▶ _WHAT NEEDS TO BE DONE_: From the material below, give the number of lines that hold the string "front" and nothing further.

▶ _SUPPLIED INFORMATION_:
>>

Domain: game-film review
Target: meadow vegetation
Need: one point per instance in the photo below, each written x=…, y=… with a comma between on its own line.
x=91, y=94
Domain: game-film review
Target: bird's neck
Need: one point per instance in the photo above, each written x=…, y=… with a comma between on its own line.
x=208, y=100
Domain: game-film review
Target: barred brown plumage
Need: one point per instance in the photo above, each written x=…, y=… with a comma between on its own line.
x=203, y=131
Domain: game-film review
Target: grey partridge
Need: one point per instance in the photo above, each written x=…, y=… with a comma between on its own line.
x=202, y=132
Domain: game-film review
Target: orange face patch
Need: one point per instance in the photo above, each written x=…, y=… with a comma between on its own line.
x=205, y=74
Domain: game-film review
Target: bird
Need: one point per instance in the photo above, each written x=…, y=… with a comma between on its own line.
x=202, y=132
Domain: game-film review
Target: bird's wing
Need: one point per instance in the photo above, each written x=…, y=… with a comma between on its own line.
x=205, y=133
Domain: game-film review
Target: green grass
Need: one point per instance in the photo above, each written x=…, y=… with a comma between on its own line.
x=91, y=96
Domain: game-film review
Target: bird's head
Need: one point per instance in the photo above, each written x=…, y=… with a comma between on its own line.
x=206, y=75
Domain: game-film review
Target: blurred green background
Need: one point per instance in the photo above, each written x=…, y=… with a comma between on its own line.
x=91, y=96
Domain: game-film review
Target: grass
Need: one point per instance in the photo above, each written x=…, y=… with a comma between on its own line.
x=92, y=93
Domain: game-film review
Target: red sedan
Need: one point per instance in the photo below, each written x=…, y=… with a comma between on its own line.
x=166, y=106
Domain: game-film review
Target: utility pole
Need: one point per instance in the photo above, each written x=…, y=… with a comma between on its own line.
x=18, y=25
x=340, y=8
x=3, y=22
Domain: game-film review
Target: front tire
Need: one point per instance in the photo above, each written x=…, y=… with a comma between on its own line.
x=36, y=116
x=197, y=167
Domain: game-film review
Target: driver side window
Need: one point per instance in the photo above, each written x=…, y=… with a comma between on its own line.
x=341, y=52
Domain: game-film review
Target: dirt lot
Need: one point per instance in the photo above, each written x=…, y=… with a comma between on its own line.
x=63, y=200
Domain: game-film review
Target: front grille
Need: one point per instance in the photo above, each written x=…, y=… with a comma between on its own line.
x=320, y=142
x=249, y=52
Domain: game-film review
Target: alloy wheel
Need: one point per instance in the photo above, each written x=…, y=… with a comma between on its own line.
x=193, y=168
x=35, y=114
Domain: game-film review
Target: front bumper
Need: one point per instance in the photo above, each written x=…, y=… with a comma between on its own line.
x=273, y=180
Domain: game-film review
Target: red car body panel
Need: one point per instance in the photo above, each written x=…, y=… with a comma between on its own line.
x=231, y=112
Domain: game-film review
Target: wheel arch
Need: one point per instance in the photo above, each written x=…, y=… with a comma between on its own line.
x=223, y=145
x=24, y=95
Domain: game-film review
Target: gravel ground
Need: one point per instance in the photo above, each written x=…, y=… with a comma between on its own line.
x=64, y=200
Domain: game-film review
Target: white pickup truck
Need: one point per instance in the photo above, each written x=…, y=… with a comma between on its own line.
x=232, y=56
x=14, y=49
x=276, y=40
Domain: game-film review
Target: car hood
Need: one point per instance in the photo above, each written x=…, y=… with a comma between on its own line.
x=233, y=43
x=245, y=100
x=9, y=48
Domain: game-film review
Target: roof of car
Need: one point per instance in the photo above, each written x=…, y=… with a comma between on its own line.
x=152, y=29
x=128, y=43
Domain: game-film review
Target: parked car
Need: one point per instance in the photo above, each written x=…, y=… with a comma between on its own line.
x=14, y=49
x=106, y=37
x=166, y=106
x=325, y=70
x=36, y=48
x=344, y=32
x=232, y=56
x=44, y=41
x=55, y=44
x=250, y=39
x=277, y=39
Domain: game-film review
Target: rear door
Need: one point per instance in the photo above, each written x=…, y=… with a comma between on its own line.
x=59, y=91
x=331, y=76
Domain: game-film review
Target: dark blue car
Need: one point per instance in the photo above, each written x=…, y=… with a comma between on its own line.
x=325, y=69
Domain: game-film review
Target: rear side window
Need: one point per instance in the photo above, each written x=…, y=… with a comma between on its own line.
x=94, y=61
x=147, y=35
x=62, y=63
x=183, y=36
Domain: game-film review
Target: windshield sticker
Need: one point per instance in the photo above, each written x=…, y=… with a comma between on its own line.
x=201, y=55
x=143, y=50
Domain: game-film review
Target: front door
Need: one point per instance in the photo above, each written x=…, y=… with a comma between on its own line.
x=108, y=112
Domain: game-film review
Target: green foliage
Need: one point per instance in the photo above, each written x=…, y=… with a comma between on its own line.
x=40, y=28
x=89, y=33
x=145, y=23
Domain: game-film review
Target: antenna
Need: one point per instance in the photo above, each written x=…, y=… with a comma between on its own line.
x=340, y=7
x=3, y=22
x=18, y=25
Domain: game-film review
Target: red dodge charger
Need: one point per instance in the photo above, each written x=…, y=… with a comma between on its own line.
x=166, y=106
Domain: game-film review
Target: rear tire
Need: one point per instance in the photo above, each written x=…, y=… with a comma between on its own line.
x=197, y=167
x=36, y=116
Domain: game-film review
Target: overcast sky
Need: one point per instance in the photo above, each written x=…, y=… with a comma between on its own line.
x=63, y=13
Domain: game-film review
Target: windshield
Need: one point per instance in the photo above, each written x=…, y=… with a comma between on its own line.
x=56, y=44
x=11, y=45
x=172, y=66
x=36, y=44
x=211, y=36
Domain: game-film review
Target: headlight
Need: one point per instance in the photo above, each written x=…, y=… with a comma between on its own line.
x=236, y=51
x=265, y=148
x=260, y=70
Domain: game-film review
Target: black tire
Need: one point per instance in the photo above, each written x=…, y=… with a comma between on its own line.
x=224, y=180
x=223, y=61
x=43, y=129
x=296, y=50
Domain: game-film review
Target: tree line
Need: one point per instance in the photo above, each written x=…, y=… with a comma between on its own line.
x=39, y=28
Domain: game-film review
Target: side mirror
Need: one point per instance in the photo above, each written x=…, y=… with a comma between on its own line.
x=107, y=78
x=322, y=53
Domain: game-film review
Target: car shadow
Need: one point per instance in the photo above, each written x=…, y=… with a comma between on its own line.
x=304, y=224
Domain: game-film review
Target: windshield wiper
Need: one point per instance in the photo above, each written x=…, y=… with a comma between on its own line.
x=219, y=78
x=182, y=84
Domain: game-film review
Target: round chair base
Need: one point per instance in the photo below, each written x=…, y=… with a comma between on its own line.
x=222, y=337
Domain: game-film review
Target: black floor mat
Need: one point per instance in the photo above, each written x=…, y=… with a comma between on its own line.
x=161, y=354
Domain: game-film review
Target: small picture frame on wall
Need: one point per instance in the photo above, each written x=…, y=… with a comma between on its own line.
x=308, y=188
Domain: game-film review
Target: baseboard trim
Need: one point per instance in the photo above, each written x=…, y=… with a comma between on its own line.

<<

▶ _EXERCISE RESPONSE_: 4